Selected excerpt ::

* * * * *

Benchmark Tasks in the ProcessPoolExecutor

You can benchmark tasks executed in the ProcessPoolExecutor.

This can be achieved by benchmarking the overall execution time of the program that executes tasks. We can also benchmark the execution time of individual tasks themselves by manually adding benchmark code to the task functions or using a function decorator and reporting summary statistics for task execution time, such as the minimum, maximum, and mean execution time.

This can help us determine whether different configurations of the process pool are faster overall and whether changes to the task functions themselves offer a speedup.

In this tutorial, you will discover how to benchmark tasks executed in the ProcessPoolExecutor.

Let’s get started.

Table of Contents

Need to Benchmark Tasks in the ProcessPoolExecutor

The ProcessPoolExecutor allows us to execute ad hoc tasks concurrently in a process pool with a simple API.

Given that it makes use of processes, it is appropriate for tasks that perform blocking CPU-bound tasks such as parsing files, mathematical calculations, and model fitting.

We can use the ProcessPoolExecutor by first creating an instance and specifying the number of worker processes to create in the pool, then calling methods like the submit() method to issue tasks to the pool.

For example:

...

# create a process pool

with ProcessPoolExecutor(4) as exe:

# issue a task

future = exe.submit(task, data)

You can learn more about the ProcessPoolExecutor in the tutorial:

ProcessPoolExecutor: The Complete Guide

We typically intend to use the ProcessPoolExecutor to speed up our program.

This is why we wish to perform many CPU-bound tasks in parallel so that the overall execution time of the program is reduced.

How can we know that the execution time is lower after updating our program to use the ProcessPoolExecutor?

We may also want to seek to optimize the execution time of each task in the process pool. This might involve changing the code to optimize performance so that each task itself executes faster.

In this case, we need to be able to benchmark the execution time of individual tasks to confirm that they are completed faster after a change to the code.

Run loops using all CPUs, download your FREE book to learn how.

How can we benchmark tasks in the ProcessPoolExecutor?

How to Benchmark Tasks in the ProcessPoolExecutor

There are a few ways that we can benchmark tasks executed by the ProcessPoolExecutor.

Some approaches include:

Benchmark the overall execution time of the program.
Wrap target function in benchmark code.

Let’s take a closer look at each in turn.

Benchmark Execution Time of Program

The simplest approach is to benchmark the execution time of the entire program.

This can be achieved by recording the start time before all tasks are issued, then again after all tasks are done, and calculating the difference as the overall execution time.

For example:

...

# record start time

time_start = perf_counter()

# execute the program

...

* * * * *

Supplied information ::
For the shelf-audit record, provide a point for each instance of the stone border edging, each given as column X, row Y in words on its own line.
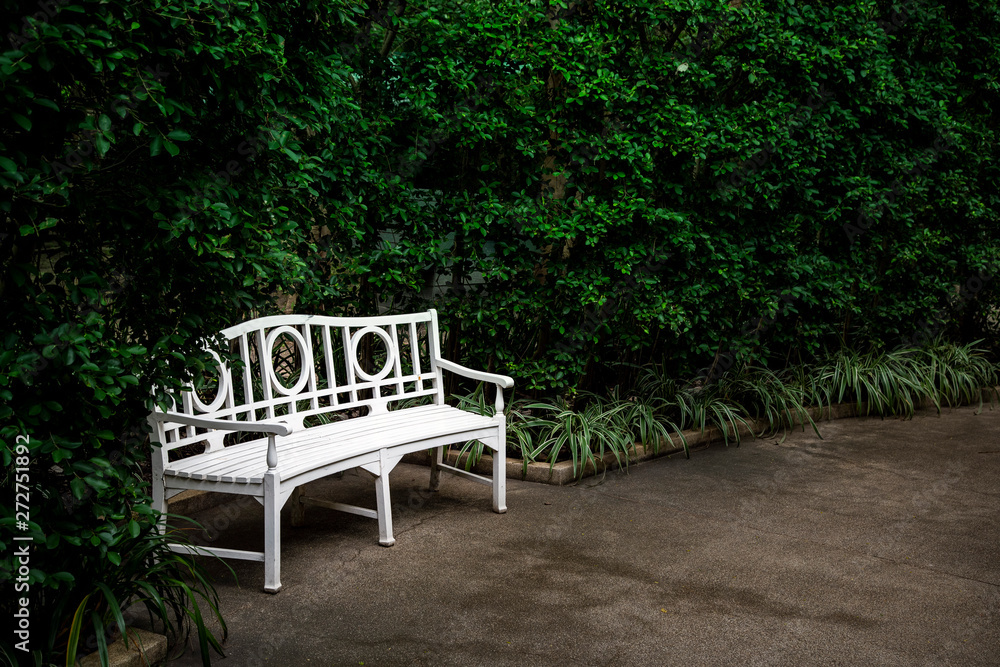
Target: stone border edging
column 153, row 651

* * * * *

Work to do ::
a – List every example of a blocking CPU-bound task that the benchmarking tutorial names as suitable for the ProcessPoolExecutor.
b – Answer these questions from the benchmarking tutorial:
(i) How many worker processes does the example process pool specify?
(ii) Which method does the tutorial name for issuing tasks to the pool?
(iii) Which function is called to record the start time in the program-level benchmark example?
The material is separate from the benchmarking tutorial.

Exercise results ::
a – Parsing files, mathematical calculations, model fitting

b –
(i) 4
(ii) submit()
(iii) perf_counter()